Convert each of the rows below into a JSON list of strings, one string per line, leaving out blank lines.

□ □ □ □

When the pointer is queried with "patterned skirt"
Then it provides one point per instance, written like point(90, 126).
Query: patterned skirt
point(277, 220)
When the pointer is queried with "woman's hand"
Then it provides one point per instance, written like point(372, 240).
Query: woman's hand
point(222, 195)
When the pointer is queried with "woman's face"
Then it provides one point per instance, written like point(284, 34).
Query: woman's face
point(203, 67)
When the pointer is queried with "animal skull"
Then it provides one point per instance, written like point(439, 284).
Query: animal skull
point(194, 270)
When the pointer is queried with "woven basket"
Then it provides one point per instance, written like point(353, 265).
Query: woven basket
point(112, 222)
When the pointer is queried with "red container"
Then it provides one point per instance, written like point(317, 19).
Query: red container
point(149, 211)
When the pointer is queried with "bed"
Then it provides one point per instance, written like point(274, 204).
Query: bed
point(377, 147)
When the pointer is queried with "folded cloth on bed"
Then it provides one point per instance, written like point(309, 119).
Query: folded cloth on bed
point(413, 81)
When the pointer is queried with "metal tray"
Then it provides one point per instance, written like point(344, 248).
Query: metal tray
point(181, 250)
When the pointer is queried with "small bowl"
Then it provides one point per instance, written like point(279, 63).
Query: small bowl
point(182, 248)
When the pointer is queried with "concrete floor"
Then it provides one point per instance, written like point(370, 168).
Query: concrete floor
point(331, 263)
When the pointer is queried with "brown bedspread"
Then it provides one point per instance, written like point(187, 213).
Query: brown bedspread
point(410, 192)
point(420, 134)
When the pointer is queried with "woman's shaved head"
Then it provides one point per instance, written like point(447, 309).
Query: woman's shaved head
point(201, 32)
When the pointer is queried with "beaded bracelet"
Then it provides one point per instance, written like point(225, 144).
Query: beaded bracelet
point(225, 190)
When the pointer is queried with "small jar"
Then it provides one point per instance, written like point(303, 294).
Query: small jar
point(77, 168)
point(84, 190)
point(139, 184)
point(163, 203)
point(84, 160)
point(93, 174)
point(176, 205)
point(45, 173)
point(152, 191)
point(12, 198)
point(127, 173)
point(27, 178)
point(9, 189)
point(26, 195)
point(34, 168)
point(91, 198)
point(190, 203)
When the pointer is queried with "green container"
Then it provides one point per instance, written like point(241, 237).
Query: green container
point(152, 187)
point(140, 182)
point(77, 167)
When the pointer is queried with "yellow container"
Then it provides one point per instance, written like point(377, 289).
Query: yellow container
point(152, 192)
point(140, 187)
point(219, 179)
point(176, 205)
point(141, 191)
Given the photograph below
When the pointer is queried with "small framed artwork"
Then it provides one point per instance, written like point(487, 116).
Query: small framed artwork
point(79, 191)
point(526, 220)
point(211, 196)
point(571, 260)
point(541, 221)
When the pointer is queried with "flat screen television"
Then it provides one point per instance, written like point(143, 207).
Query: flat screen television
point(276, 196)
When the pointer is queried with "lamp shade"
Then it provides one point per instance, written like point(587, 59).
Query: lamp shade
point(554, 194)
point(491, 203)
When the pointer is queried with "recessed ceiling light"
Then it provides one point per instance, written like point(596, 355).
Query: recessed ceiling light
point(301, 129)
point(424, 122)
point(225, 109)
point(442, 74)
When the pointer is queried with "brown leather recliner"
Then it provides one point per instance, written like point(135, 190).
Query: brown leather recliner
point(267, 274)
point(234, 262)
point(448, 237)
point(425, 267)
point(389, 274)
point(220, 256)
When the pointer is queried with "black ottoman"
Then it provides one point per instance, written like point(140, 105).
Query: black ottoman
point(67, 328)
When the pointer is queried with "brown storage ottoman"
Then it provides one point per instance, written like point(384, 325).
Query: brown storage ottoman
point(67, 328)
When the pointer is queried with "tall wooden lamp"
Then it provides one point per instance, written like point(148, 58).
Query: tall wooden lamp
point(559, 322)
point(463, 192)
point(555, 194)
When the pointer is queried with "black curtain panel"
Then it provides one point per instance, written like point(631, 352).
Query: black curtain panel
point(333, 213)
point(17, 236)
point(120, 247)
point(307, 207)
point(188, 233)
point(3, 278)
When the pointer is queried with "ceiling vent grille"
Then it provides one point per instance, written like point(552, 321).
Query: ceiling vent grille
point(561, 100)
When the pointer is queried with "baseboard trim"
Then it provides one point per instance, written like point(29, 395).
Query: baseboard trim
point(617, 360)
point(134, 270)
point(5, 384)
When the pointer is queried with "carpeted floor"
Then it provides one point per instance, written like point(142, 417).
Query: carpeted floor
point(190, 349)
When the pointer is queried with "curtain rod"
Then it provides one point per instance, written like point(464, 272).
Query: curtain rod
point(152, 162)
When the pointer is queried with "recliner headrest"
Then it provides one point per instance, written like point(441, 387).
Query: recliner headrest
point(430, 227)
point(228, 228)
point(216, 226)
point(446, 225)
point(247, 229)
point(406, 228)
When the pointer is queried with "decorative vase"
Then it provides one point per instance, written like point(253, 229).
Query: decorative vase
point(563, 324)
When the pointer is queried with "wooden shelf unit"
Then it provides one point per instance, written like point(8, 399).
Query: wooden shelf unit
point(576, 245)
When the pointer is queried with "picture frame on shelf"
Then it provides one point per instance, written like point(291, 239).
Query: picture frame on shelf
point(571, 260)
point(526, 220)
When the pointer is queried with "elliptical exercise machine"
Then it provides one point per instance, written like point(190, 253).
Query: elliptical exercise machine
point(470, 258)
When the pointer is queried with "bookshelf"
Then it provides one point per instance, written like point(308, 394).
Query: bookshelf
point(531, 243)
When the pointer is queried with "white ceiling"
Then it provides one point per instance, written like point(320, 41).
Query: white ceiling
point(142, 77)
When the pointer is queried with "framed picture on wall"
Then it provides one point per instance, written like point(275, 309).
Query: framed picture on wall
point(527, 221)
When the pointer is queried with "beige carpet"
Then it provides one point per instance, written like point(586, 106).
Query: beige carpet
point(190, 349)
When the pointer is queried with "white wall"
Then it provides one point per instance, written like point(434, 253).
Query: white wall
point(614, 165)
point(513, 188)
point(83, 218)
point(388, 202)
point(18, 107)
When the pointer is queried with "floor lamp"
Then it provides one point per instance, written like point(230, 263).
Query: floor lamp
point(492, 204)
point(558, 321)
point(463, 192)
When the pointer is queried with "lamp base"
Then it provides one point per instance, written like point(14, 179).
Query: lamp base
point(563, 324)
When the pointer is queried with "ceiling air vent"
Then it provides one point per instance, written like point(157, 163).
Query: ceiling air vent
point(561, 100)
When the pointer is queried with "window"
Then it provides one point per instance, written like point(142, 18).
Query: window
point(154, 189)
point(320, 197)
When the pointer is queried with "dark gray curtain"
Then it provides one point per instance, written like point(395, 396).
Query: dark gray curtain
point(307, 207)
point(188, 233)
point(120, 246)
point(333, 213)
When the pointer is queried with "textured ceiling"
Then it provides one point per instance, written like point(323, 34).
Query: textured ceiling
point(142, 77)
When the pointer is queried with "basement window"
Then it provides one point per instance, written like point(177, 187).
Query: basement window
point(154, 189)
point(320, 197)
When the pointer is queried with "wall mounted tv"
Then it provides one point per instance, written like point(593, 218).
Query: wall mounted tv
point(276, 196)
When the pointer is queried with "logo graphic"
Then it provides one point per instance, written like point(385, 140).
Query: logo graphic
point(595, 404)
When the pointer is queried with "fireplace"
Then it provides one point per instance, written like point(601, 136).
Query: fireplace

□ □ □ □

**RESULT FOR THIS TASK**.
[
  "When the pointer is queried with \"patterned skirt\"",
  "Then it provides one point per instance, written like point(90, 126).",
  "Query: patterned skirt",
  "point(277, 220)",
  "When the pointer is queried with \"woman's hand\"",
  "Then it provides one point per instance, written like point(372, 240).",
  "Query: woman's hand",
  "point(222, 195)",
  "When the pointer is queried with \"woman's face\"",
  "Then it provides one point per instance, written like point(284, 34).",
  "Query: woman's face",
  "point(203, 67)",
  "When the pointer is queried with \"animal skull\"",
  "Then it provides one point per instance, written like point(439, 284).",
  "Query: animal skull",
  "point(194, 270)",
  "When the pointer is queried with \"woven basket\"",
  "Then it provides one point per instance, written like point(353, 265).",
  "Query: woven basket",
  "point(112, 222)",
  "When the pointer is queried with \"red container\"",
  "Then it provides one point per instance, written like point(317, 19).",
  "Query: red container",
  "point(149, 211)",
  "When the pointer is queried with \"bed\"",
  "Then it provides one point per instance, written like point(274, 204).",
  "Query: bed",
  "point(377, 147)",
  "When the pointer is queried with \"folded cloth on bed\"",
  "Then it provides one point per instance, written like point(309, 119).",
  "Query: folded cloth on bed",
  "point(413, 81)",
  "When the pointer is queried with \"metal tray\"",
  "Then it provides one point per instance, written like point(344, 248).",
  "Query: metal tray",
  "point(181, 250)",
  "When the pointer is queried with \"small bowl\"",
  "Then it provides one point per instance, written like point(279, 63).",
  "Query: small bowl",
  "point(182, 248)",
  "When the pointer is queried with \"concrete floor\"",
  "Then it provides one point per instance, written like point(370, 168).",
  "Query: concrete floor",
  "point(331, 263)",
  "When the pointer is queried with \"brown bedspread\"",
  "Then it provides one point per instance, written like point(187, 213).",
  "Query: brown bedspread",
  "point(410, 192)",
  "point(420, 134)",
  "When the pointer is queried with \"woman's shaved head\"",
  "Then it provides one point per instance, written like point(447, 309).",
  "Query: woman's shaved head",
  "point(201, 32)",
  "When the pointer is queried with \"beaded bracelet\"",
  "Then it provides one point per instance, written like point(225, 144).",
  "Query: beaded bracelet",
  "point(225, 190)",
  "When the pointer is queried with \"small jar\"",
  "Then it provides one point per instance, written like point(303, 294).",
  "Query: small jar",
  "point(77, 168)",
  "point(84, 190)",
  "point(139, 184)",
  "point(163, 203)",
  "point(84, 160)",
  "point(93, 174)",
  "point(176, 205)",
  "point(45, 173)",
  "point(152, 191)",
  "point(12, 198)",
  "point(127, 173)",
  "point(27, 178)",
  "point(9, 189)",
  "point(26, 195)",
  "point(34, 168)",
  "point(91, 198)",
  "point(190, 203)",
  "When the pointer is queried with \"green container\"",
  "Then it provides one point per instance, written like point(241, 237).",
  "Query: green container",
  "point(152, 187)",
  "point(140, 182)",
  "point(77, 167)",
  "When the pointer is queried with \"yellow container\"",
  "Then it provides one point per instance, written like point(377, 289).",
  "Query: yellow container",
  "point(152, 192)",
  "point(140, 187)",
  "point(219, 179)",
  "point(176, 205)",
  "point(141, 191)",
  "Given the photograph below",
  "When the pointer is queried with \"small framed artwork\"",
  "Then it provides one point per instance, written like point(487, 116).",
  "Query: small framed artwork",
  "point(79, 191)",
  "point(526, 220)",
  "point(211, 196)",
  "point(571, 260)",
  "point(541, 221)",
  "When the pointer is queried with \"flat screen television\"",
  "Then it provides one point per instance, written like point(143, 207).",
  "Query: flat screen television",
  "point(276, 196)",
  "When the pointer is queried with \"lamp shade\"",
  "Then it provides one point per instance, written like point(587, 59).",
  "Query: lamp shade",
  "point(554, 194)",
  "point(491, 203)",
  "When the pointer is queried with \"recessed ceiling light\"",
  "Then it provides one point per instance, written like point(596, 355).",
  "Query: recessed ceiling light",
  "point(301, 129)",
  "point(424, 122)",
  "point(225, 109)",
  "point(442, 74)",
  "When the pointer is queried with \"brown leather recliner\"",
  "Then it provides one point per instance, written like point(135, 190).",
  "Query: brown leather recliner",
  "point(267, 274)",
  "point(234, 262)",
  "point(448, 237)",
  "point(425, 267)",
  "point(389, 274)",
  "point(220, 256)",
  "When the pointer is queried with \"black ottoman\"",
  "Then it provides one point per instance, written like point(140, 105).",
  "Query: black ottoman",
  "point(67, 328)",
  "When the pointer is queried with \"brown storage ottoman\"",
  "Then it provides one point per instance, written like point(384, 325).",
  "Query: brown storage ottoman",
  "point(67, 328)",
  "When the pointer is queried with \"tall wooden lamp\"",
  "Then it provides one point per instance, written like point(148, 58).",
  "Query: tall wooden lamp",
  "point(559, 322)",
  "point(463, 192)",
  "point(555, 194)",
  "When the pointer is queried with \"black curtain panel\"",
  "Then it provides one point per instance, written like point(631, 352).",
  "Query: black curtain panel",
  "point(333, 213)",
  "point(17, 236)",
  "point(120, 247)",
  "point(307, 207)",
  "point(188, 233)",
  "point(3, 278)",
  "When the pointer is queried with \"ceiling vent grille\"",
  "Then it provides one point per instance, written like point(552, 321).",
  "Query: ceiling vent grille",
  "point(561, 100)",
  "When the pointer is queried with \"baseboard trim\"",
  "Then it provides one point per instance, written like point(29, 395).",
  "Query: baseboard trim",
  "point(617, 360)",
  "point(134, 270)",
  "point(5, 384)",
  "When the pointer is queried with \"carpeted floor\"",
  "Then it provides one point per instance, written like point(142, 417).",
  "Query: carpeted floor",
  "point(190, 349)",
  "When the pointer is queried with \"curtain rod\"",
  "Then it provides one point per instance, written like point(464, 272).",
  "Query: curtain rod",
  "point(152, 162)",
  "When the pointer is queried with \"recliner headrest\"",
  "Then it provides one point per instance, written like point(441, 387).",
  "Query: recliner headrest",
  "point(430, 227)",
  "point(228, 228)",
  "point(216, 226)",
  "point(446, 225)",
  "point(247, 229)",
  "point(406, 228)",
  "When the pointer is queried with \"decorative vase\"",
  "Then it provides one point per instance, written like point(253, 229).",
  "Query: decorative vase",
  "point(563, 324)",
  "When the pointer is queried with \"wooden shelf unit\"",
  "Then it provides one point per instance, written like point(8, 399).",
  "Query: wooden shelf unit",
  "point(576, 245)",
  "When the pointer is queried with \"picture frame on shelf\"",
  "Then it provides one point per instance, written like point(291, 239).",
  "Query: picture frame on shelf",
  "point(571, 260)",
  "point(526, 220)",
  "When the pointer is queried with \"elliptical exercise machine\"",
  "Then it provides one point per instance, written like point(190, 253).",
  "Query: elliptical exercise machine",
  "point(470, 258)",
  "When the pointer is queried with \"bookshelf\"",
  "Then it provides one point per instance, written like point(308, 394).",
  "Query: bookshelf",
  "point(531, 243)",
  "When the pointer is queried with \"white ceiling\"",
  "Then it provides one point per instance, written like point(320, 41).",
  "Query: white ceiling",
  "point(142, 77)",
  "When the pointer is queried with \"framed picture on wall\"",
  "Then it provides one point per instance, written like point(275, 309).",
  "Query: framed picture on wall",
  "point(527, 221)",
  "When the pointer is queried with \"beige carpet\"",
  "Then it provides one point per instance, written like point(586, 106).",
  "Query: beige carpet",
  "point(190, 349)",
  "When the pointer is queried with \"white wall\"",
  "Then it provides one point per instance, written like point(434, 253).",
  "Query: white wall",
  "point(614, 165)",
  "point(513, 188)",
  "point(83, 218)",
  "point(388, 202)",
  "point(18, 107)",
  "When the pointer is queried with \"floor lamp\"",
  "Then it provides one point per instance, written like point(230, 263).",
  "Query: floor lamp",
  "point(492, 204)",
  "point(558, 321)",
  "point(463, 192)",
  "When the pointer is queried with \"lamp base\"",
  "Then it provides one point per instance, written like point(14, 179).",
  "Query: lamp base",
  "point(563, 324)",
  "When the pointer is queried with \"ceiling air vent\"",
  "Then it provides one point per instance, written like point(157, 163).",
  "Query: ceiling air vent",
  "point(561, 100)",
  "When the pointer is queried with \"window\"",
  "Then it provides one point per instance, written like point(142, 18).",
  "Query: window",
  "point(154, 189)",
  "point(320, 197)",
  "When the pointer is queried with \"dark gray curtain\"",
  "Then it provides one point per instance, written like point(395, 396).",
  "Query: dark gray curtain",
  "point(307, 207)",
  "point(188, 233)",
  "point(120, 246)",
  "point(333, 213)",
  "When the pointer is queried with \"textured ceiling\"",
  "Then it provides one point per instance, written like point(323, 34).",
  "Query: textured ceiling",
  "point(142, 77)",
  "When the pointer is queried with \"basement window\"",
  "Then it provides one point per instance, written like point(177, 187).",
  "Query: basement window",
  "point(154, 189)",
  "point(320, 197)",
  "When the pointer is queried with \"wall mounted tv\"",
  "Then it provides one point per instance, written like point(593, 218).",
  "Query: wall mounted tv",
  "point(276, 196)",
  "When the pointer is queried with \"logo graphic\"",
  "Then it provides one point per instance, written like point(385, 140).",
  "Query: logo graphic",
  "point(595, 404)",
  "When the pointer is queried with \"fireplace\"",
  "Then it provides one point per instance, written like point(601, 136).",
  "Query: fireplace"
]